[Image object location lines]
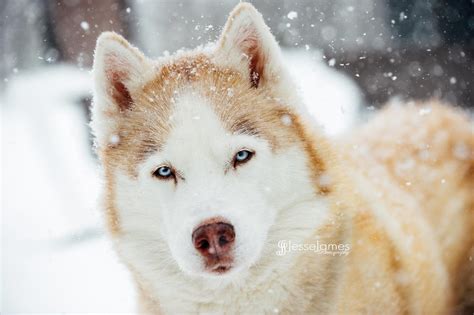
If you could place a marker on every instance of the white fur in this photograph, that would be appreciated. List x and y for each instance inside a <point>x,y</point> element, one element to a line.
<point>267,199</point>
<point>262,199</point>
<point>110,56</point>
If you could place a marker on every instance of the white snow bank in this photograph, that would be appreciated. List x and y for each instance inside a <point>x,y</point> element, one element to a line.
<point>55,256</point>
<point>332,98</point>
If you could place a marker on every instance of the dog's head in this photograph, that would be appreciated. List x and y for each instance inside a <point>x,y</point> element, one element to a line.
<point>202,151</point>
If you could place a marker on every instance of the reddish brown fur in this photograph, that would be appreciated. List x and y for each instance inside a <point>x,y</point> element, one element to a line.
<point>144,126</point>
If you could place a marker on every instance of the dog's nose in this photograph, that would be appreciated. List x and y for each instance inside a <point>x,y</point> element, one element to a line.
<point>214,240</point>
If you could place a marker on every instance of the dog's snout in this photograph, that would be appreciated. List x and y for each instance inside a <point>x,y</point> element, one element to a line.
<point>213,240</point>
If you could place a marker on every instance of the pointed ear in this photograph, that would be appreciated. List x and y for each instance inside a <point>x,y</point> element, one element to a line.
<point>118,70</point>
<point>247,40</point>
<point>118,67</point>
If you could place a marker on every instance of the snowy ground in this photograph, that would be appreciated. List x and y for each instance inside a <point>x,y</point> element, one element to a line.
<point>55,256</point>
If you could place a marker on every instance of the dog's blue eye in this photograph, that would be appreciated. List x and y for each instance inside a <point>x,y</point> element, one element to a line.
<point>242,156</point>
<point>163,172</point>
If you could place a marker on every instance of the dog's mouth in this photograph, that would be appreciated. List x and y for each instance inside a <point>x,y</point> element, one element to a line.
<point>220,268</point>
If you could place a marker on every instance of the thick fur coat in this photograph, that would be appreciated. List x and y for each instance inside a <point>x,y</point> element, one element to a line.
<point>396,194</point>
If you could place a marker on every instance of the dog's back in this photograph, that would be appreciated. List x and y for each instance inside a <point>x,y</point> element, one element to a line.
<point>421,160</point>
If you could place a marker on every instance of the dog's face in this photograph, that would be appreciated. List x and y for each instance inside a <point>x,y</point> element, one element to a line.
<point>202,152</point>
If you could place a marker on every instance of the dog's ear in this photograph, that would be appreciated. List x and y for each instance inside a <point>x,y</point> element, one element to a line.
<point>247,41</point>
<point>118,67</point>
<point>118,71</point>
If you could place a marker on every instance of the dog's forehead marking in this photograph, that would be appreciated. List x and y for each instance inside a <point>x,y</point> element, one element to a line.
<point>238,106</point>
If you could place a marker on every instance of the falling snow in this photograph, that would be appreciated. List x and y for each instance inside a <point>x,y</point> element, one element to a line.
<point>85,25</point>
<point>292,15</point>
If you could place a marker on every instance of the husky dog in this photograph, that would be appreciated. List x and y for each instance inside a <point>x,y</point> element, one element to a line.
<point>222,196</point>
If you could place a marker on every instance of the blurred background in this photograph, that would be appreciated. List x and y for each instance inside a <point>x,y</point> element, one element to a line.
<point>349,57</point>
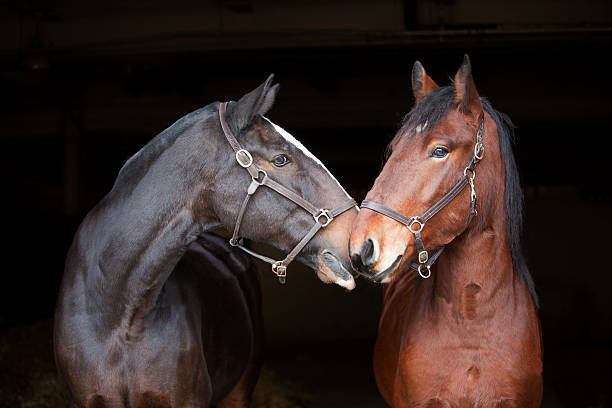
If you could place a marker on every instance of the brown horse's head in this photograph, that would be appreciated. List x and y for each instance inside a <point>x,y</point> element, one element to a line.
<point>428,155</point>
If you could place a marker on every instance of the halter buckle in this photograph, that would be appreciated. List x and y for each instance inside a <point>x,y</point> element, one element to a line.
<point>478,151</point>
<point>472,176</point>
<point>279,269</point>
<point>415,220</point>
<point>246,153</point>
<point>260,180</point>
<point>428,268</point>
<point>323,213</point>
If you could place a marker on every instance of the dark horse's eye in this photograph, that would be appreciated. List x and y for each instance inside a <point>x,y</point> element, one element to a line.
<point>439,152</point>
<point>280,160</point>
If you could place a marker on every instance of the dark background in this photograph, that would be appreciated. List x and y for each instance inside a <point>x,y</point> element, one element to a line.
<point>84,85</point>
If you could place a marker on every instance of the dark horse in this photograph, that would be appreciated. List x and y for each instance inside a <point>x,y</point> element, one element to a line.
<point>150,315</point>
<point>469,336</point>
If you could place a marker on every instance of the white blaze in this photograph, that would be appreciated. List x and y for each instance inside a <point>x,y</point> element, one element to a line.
<point>292,140</point>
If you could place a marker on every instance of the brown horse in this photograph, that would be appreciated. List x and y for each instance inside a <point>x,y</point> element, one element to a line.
<point>465,332</point>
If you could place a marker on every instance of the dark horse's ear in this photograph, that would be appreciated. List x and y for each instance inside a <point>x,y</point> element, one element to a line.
<point>422,84</point>
<point>257,102</point>
<point>466,95</point>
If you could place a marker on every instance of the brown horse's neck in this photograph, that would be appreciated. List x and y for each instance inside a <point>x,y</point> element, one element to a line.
<point>476,270</point>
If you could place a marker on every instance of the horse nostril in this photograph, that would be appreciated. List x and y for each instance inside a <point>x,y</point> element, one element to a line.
<point>369,252</point>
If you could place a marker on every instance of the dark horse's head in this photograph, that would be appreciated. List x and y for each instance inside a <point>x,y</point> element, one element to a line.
<point>270,217</point>
<point>429,154</point>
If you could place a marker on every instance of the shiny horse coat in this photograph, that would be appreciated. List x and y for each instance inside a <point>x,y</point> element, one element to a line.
<point>468,335</point>
<point>150,312</point>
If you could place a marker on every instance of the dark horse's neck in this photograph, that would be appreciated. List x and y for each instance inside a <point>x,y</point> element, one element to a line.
<point>135,236</point>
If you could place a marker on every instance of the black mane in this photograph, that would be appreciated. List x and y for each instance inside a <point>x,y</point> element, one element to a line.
<point>431,110</point>
<point>138,164</point>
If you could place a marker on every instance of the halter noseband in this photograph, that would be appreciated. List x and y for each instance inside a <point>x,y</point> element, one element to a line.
<point>416,224</point>
<point>259,177</point>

**SET TASK:** Render the lines from the start of the records through the line containing "<point>110,56</point>", inclusive, as a Markdown table with columns named No. and Text. Omit the pictures and any blank lines.

**THE SOLUTION:**
| No. | Text |
|---|---|
| 1 | If you could place a marker on every instance of the white fur in this photograph, that would be appreciated. List x and y for each instance inside a <point>x,y</point> element, one element to a line. |
| 2 | <point>267,199</point> |
| 3 | <point>262,199</point> |
| 4 | <point>110,56</point> |